**DATASET ENTRIES:**
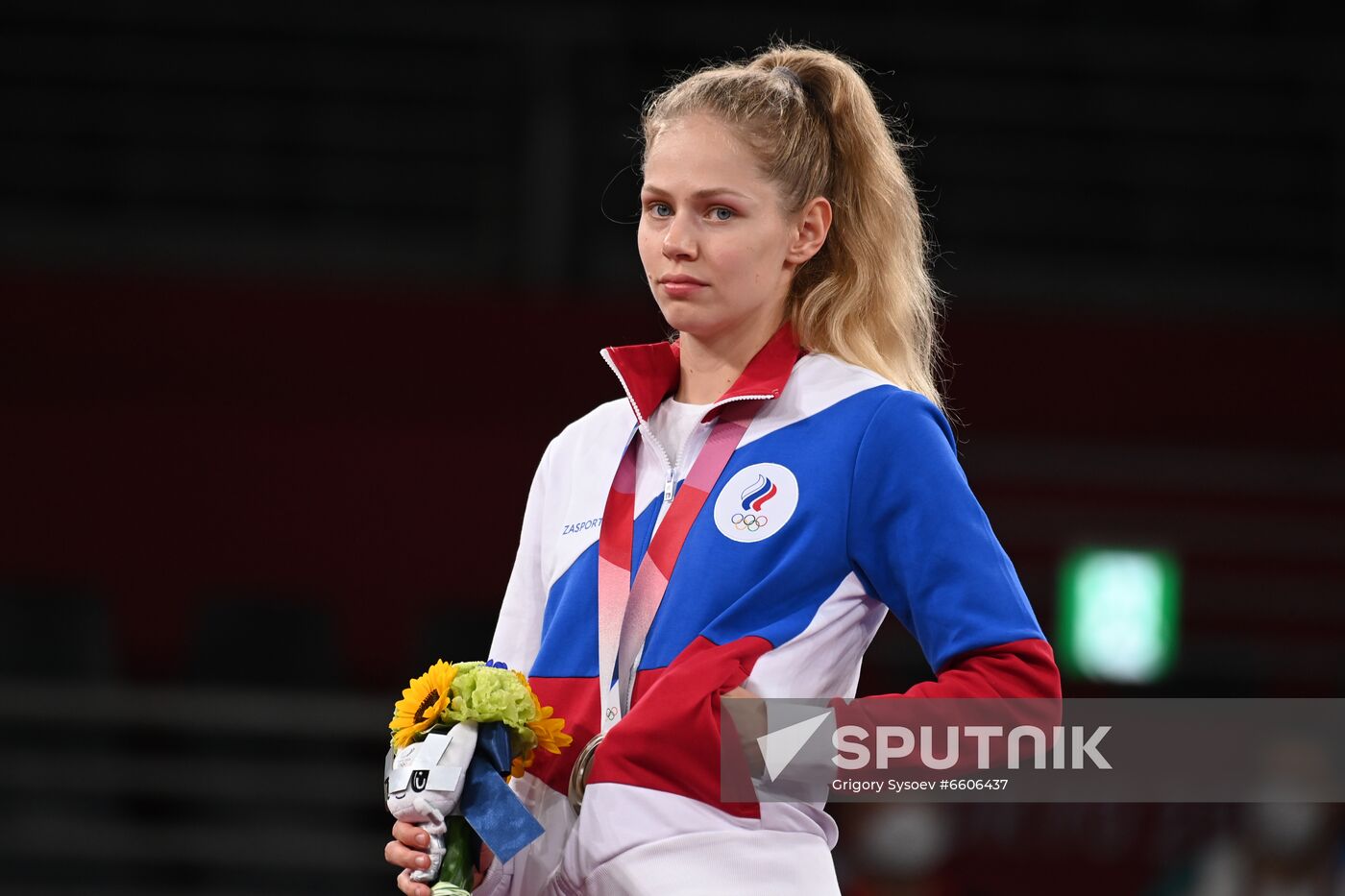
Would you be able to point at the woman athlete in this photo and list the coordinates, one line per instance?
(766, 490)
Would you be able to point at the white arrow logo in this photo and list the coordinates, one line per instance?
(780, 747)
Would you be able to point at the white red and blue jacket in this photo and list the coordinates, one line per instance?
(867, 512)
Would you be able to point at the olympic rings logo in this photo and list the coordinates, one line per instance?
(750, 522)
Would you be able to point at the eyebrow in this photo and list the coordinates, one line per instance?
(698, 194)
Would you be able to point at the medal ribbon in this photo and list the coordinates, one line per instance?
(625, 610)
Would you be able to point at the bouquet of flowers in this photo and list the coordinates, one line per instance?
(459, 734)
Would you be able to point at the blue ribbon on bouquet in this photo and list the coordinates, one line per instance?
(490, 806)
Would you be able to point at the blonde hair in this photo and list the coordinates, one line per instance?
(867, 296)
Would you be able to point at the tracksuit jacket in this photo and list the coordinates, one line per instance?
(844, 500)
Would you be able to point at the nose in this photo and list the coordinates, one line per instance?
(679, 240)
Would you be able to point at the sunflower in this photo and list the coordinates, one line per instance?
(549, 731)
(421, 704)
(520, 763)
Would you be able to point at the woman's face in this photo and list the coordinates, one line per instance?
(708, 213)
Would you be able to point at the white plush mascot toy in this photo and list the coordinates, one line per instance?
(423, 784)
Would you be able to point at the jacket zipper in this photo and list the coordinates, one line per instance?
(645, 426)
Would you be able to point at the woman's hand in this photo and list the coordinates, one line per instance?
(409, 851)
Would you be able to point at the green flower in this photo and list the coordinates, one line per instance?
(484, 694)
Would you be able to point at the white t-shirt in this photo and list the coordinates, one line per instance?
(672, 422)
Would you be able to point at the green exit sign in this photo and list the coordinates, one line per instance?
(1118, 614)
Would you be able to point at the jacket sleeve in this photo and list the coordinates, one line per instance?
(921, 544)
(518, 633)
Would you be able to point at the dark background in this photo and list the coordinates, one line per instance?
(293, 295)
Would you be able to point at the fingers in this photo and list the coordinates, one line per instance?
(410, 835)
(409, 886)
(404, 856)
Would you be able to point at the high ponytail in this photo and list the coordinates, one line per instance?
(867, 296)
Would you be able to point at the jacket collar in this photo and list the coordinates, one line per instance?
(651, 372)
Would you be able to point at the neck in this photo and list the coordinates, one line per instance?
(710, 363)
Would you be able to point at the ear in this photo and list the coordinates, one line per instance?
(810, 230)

**PROBLEM DETAILS:** A verbatim copy of the material is needed; pictures are not to appear in it.

**EXPECTED ANSWER:**
Would you be able to point at the woman athlete in this photo and list the coordinates, one line per instance?
(766, 490)
Would you be able to point at the white arrow logo in this photo and list the coordinates, one line per instance?
(780, 747)
Would you be able to point at the white red and blue jacket in this photo and list the coordinates, one line per instance?
(867, 512)
Would you be able to point at the olympic rings logo in this photo and list the coordinates, one line per instance?
(750, 522)
Would you be able to point at the eyebrow in this photo and list the coordinates, one line per instance?
(698, 194)
Would you be able to point at the medal ribbon in this photo and list the coordinates, one line per instance?
(625, 610)
Would you be able to point at the bouquet of flowers in this photo and list the coordinates, one line per instance?
(459, 734)
Would you be able to point at the blue ribbon on bouquet in this photo and list the coordinates, one line per instance?
(490, 806)
Would you be able to point at the blonde hair in this photo and list the coordinates, one line per instance?
(867, 296)
Would you be able to point at the tracksuit jacket in this photo and list the coordinates, one line per instance?
(844, 500)
Would you be able to point at the nose in this photo and list the coordinates, one line per instance?
(679, 240)
Would you be able to point at the sunflower in this photo and list the coordinates, one line per instance?
(549, 731)
(421, 704)
(520, 763)
Would you be able to point at the woman's face in this photo and list the coordinates, one line per instance?
(708, 213)
Would you be able to point at the white plush mascot toy in this photo and list the coordinates, one line per instance?
(423, 784)
Would you be able to point at the jacket zipper in this photo and list the coordinates, one line per instance?
(645, 426)
Would you be able to point at the woman's hand in this photo and list the coordinates, one line per instance?
(409, 851)
Would you be able to point at the green flower in this photo and list the coordinates, one line per instance?
(484, 694)
Would you be able to point at the white t-shirt in this photo and list the coordinates, one line per instance?
(672, 422)
Would you be able to point at the green exit sign in this photo and list the coordinates, one line per instance?
(1118, 614)
Would you be able to point at the jacket sleeve in this photo and list the coordinates, one line per instance?
(921, 544)
(518, 633)
Would you be able to point at the dark background in this photo and list the coordinates, one line per instance?
(293, 295)
Would you be able to point at the fingers in this photo and list the coordinates, one line per instance?
(410, 835)
(409, 886)
(404, 856)
Would you be able to point at the high ponytail in this photo and list the coordinates, one line per instance?
(867, 296)
Would you be able to point at the jacket collar in this photo and list the coordinates, one line per instance?
(651, 372)
Would you be able to point at the neck in this photo and list the coordinates, one line per instance?
(710, 363)
Would you be able to point at the ear in this photo and list the coordinates, one line per instance?
(810, 230)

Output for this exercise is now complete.